YOUR ASSIGNMENT
Please quote the lines word for word, starting with the first one and going on through the line with "box: [198, 127, 213, 133]". Leave the pictures out.

[Stored items]
============

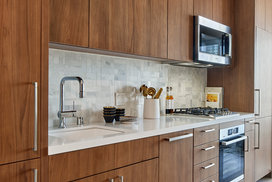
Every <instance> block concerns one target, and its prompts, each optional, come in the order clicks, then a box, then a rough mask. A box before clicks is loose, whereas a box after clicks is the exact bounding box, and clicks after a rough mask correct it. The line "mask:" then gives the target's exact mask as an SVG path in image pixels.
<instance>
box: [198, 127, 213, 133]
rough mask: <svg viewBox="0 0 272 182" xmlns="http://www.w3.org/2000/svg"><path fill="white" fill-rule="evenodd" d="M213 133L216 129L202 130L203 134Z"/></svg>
mask: <svg viewBox="0 0 272 182" xmlns="http://www.w3.org/2000/svg"><path fill="white" fill-rule="evenodd" d="M213 131H215V128H212V129H208V130H202V131H201V132H204V133H210V132H213Z"/></svg>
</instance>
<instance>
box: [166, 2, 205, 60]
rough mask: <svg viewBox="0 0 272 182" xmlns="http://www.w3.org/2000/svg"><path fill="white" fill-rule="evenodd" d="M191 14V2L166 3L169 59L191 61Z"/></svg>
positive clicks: (191, 22) (191, 27) (191, 26)
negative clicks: (167, 18) (166, 7)
mask: <svg viewBox="0 0 272 182" xmlns="http://www.w3.org/2000/svg"><path fill="white" fill-rule="evenodd" d="M202 1H203V0H202ZM193 14H194V5H193V1H192V0H169V1H168V58H169V59H173V60H182V61H192V60H193V22H194V20H193Z"/></svg>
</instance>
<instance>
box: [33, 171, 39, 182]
mask: <svg viewBox="0 0 272 182" xmlns="http://www.w3.org/2000/svg"><path fill="white" fill-rule="evenodd" d="M33 172H34V182H38V169H33Z"/></svg>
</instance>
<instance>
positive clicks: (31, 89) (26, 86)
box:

============

RESPONSE AREA
Every <instance> block concerns one target, and its prompts, each optional, come in the order clicks, then a box, then a rough mask. A box before clicks is loose, whereas a box after clicks is the exact bounding box, and clicks after a rough mask correct it. The line "mask:" then gives the target's exact mask as an SVG path in image pixels.
<instance>
box: [198, 127, 213, 133]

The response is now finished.